---- Dataset

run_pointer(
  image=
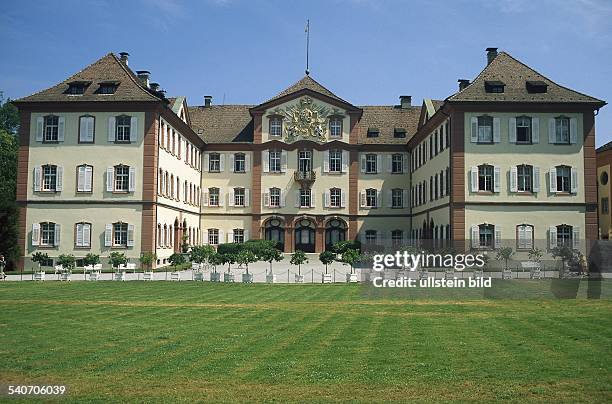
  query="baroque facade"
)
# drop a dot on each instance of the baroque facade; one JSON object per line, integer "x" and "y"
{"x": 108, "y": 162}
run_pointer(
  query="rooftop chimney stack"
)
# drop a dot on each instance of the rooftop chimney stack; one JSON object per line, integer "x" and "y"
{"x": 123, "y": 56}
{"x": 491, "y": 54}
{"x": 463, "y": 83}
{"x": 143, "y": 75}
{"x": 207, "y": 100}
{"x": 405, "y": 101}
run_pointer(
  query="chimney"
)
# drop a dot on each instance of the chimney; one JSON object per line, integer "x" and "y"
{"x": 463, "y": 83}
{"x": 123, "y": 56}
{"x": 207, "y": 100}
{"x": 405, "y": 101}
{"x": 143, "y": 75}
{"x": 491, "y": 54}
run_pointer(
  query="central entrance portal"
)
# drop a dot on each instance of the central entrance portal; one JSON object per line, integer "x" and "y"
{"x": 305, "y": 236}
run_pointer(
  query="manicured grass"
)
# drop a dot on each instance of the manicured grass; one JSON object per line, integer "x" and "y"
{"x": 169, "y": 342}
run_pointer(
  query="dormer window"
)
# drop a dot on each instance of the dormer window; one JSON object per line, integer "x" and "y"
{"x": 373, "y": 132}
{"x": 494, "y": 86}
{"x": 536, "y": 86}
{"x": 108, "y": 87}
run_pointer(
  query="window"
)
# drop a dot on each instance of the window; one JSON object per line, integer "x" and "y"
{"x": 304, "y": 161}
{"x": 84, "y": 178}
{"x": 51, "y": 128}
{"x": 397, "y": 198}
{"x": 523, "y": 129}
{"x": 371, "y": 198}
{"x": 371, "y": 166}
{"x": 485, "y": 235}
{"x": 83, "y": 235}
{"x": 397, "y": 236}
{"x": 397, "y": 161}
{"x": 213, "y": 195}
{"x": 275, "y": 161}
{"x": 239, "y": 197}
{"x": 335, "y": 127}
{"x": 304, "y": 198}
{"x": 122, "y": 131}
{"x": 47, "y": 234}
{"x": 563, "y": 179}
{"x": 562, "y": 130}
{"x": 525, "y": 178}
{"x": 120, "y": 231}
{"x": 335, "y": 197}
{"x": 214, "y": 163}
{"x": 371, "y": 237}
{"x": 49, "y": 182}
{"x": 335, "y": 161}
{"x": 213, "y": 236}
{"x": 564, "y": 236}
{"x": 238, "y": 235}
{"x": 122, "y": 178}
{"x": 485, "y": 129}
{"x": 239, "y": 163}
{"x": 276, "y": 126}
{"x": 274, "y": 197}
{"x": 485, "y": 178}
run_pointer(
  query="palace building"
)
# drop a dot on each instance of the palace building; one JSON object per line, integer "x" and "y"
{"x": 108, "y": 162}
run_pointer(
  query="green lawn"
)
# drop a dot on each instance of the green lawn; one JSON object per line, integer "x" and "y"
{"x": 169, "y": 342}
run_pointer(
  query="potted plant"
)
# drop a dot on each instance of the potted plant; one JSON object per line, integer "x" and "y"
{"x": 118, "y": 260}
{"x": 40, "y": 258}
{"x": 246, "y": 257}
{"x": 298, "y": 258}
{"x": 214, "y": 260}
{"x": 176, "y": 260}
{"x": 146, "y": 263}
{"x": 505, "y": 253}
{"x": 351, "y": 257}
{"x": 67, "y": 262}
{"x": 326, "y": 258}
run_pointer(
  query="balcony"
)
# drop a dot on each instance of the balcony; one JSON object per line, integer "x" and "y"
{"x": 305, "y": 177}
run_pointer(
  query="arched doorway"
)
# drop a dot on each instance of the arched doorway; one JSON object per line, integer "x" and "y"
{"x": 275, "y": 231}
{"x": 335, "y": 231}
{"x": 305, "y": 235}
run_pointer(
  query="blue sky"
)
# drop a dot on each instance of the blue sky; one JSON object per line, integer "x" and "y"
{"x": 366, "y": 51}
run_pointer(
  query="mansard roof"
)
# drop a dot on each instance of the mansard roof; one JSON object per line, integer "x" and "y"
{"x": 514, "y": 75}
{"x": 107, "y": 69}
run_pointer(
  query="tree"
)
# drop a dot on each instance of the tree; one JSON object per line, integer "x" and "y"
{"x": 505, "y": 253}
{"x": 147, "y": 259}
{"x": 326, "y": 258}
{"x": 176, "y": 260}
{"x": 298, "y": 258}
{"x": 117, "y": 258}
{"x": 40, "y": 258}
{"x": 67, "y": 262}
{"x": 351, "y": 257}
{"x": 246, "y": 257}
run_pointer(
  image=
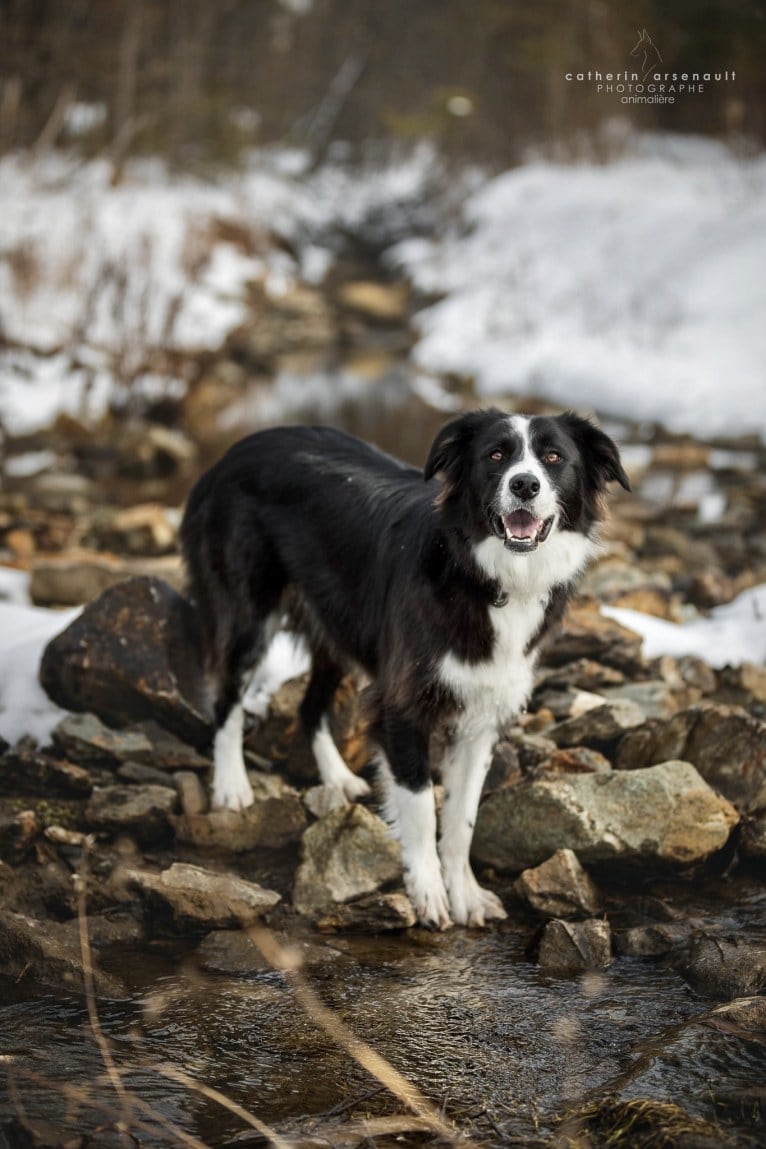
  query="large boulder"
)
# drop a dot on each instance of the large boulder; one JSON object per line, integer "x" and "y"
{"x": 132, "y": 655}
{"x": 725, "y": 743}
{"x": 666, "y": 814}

--------

:: Task statement ::
What comes back should match the records exactly, minus any pictures.

:: Output for this task ::
run_pointer(
  image=
  query="baroque facade"
)
# drop a dot on each instance of the baroque facade; one JSON object per line, integer "x" and "y"
{"x": 108, "y": 162}
run_pointer(
  query="rooftop chimney stack"
)
# drop a dot on each instance of the rooftop chimney stack; one JSON object per line, integer "x" and "y"
{"x": 123, "y": 56}
{"x": 491, "y": 54}
{"x": 463, "y": 83}
{"x": 143, "y": 75}
{"x": 207, "y": 100}
{"x": 405, "y": 101}
run_pointer(
  query="chimney"
)
# drop a dot on each instance of the chimney; one JSON object per line, integer "x" and "y"
{"x": 463, "y": 83}
{"x": 123, "y": 56}
{"x": 207, "y": 100}
{"x": 405, "y": 101}
{"x": 143, "y": 75}
{"x": 491, "y": 54}
run_pointer(
  query="central entrance portal"
)
# drop a dot on each instance of the central entrance portal; one JSON object per line, integer "x" and "y"
{"x": 305, "y": 236}
run_pointer(
  query="manicured grass"
)
# drop a dot on each instance of the manicured grass; one JSON object per line, integer "x" and "y"
{"x": 169, "y": 342}
run_pointer(
  query="dormer window"
)
# drop a dot on each instance of the dormer window; one JSON object per line, integer "x" and "y"
{"x": 373, "y": 132}
{"x": 494, "y": 86}
{"x": 536, "y": 86}
{"x": 108, "y": 87}
run_pointer(
  query="window"
)
# drop a dot on each instance of the window; one JSON object per line, integer "x" and "y"
{"x": 304, "y": 161}
{"x": 84, "y": 178}
{"x": 51, "y": 128}
{"x": 397, "y": 198}
{"x": 523, "y": 129}
{"x": 371, "y": 198}
{"x": 371, "y": 166}
{"x": 485, "y": 235}
{"x": 83, "y": 235}
{"x": 397, "y": 236}
{"x": 397, "y": 161}
{"x": 213, "y": 195}
{"x": 275, "y": 161}
{"x": 239, "y": 197}
{"x": 335, "y": 127}
{"x": 304, "y": 198}
{"x": 122, "y": 131}
{"x": 47, "y": 234}
{"x": 563, "y": 179}
{"x": 562, "y": 130}
{"x": 525, "y": 178}
{"x": 120, "y": 231}
{"x": 335, "y": 197}
{"x": 214, "y": 163}
{"x": 371, "y": 237}
{"x": 49, "y": 182}
{"x": 335, "y": 161}
{"x": 213, "y": 236}
{"x": 564, "y": 236}
{"x": 238, "y": 235}
{"x": 122, "y": 178}
{"x": 485, "y": 129}
{"x": 239, "y": 163}
{"x": 276, "y": 126}
{"x": 274, "y": 197}
{"x": 485, "y": 178}
run_pointer(
  query="palace building"
)
# drop a dot on each instance of the palace building; one JSON object per line, integer "x" and "y"
{"x": 108, "y": 162}
run_pointer(
  query="green lawn"
)
# drop a dot on each instance of the green lawn; one JSON object per line, integer "x" and "y"
{"x": 169, "y": 342}
run_pointer(
  query="potted plant"
)
# drop a dot on each instance of the potted plant; one JSON object per line, integer "x" and "y"
{"x": 118, "y": 260}
{"x": 40, "y": 258}
{"x": 246, "y": 257}
{"x": 298, "y": 258}
{"x": 214, "y": 260}
{"x": 176, "y": 260}
{"x": 146, "y": 263}
{"x": 505, "y": 253}
{"x": 351, "y": 257}
{"x": 67, "y": 262}
{"x": 326, "y": 258}
run_pointer(
  query="balcony"
)
# drop a dot on each instance of the balcony; one JSON object per line, integer "x" and "y"
{"x": 305, "y": 177}
run_pointer(
  query="arched doorway"
)
# drop a dot on each instance of the arched doorway; one JSON object per line, integer "x" and "y"
{"x": 275, "y": 231}
{"x": 335, "y": 231}
{"x": 305, "y": 235}
run_pointer(
  query="blue sky"
)
# drop a dot on each instance of the blue sky; one JSON object per line, integer "x" and "y"
{"x": 366, "y": 51}
run_pointer(
  query="mansard roof"
)
# drop a dot on each instance of the mansard roof; one JSON object per line, integer "x" and "y"
{"x": 514, "y": 75}
{"x": 107, "y": 69}
run_pointer(
  query="tree"
)
# drop a dot on each instance of the tree; one JSON object per line, integer "x" and "y"
{"x": 505, "y": 253}
{"x": 147, "y": 259}
{"x": 326, "y": 258}
{"x": 176, "y": 260}
{"x": 298, "y": 258}
{"x": 117, "y": 258}
{"x": 40, "y": 258}
{"x": 67, "y": 262}
{"x": 351, "y": 257}
{"x": 246, "y": 257}
run_pointer(
  image=
  query="large boulder"
)
# drop a dot on each instance of the large boulder; one JSON object per line, integer "x" and "y"
{"x": 132, "y": 655}
{"x": 725, "y": 743}
{"x": 666, "y": 814}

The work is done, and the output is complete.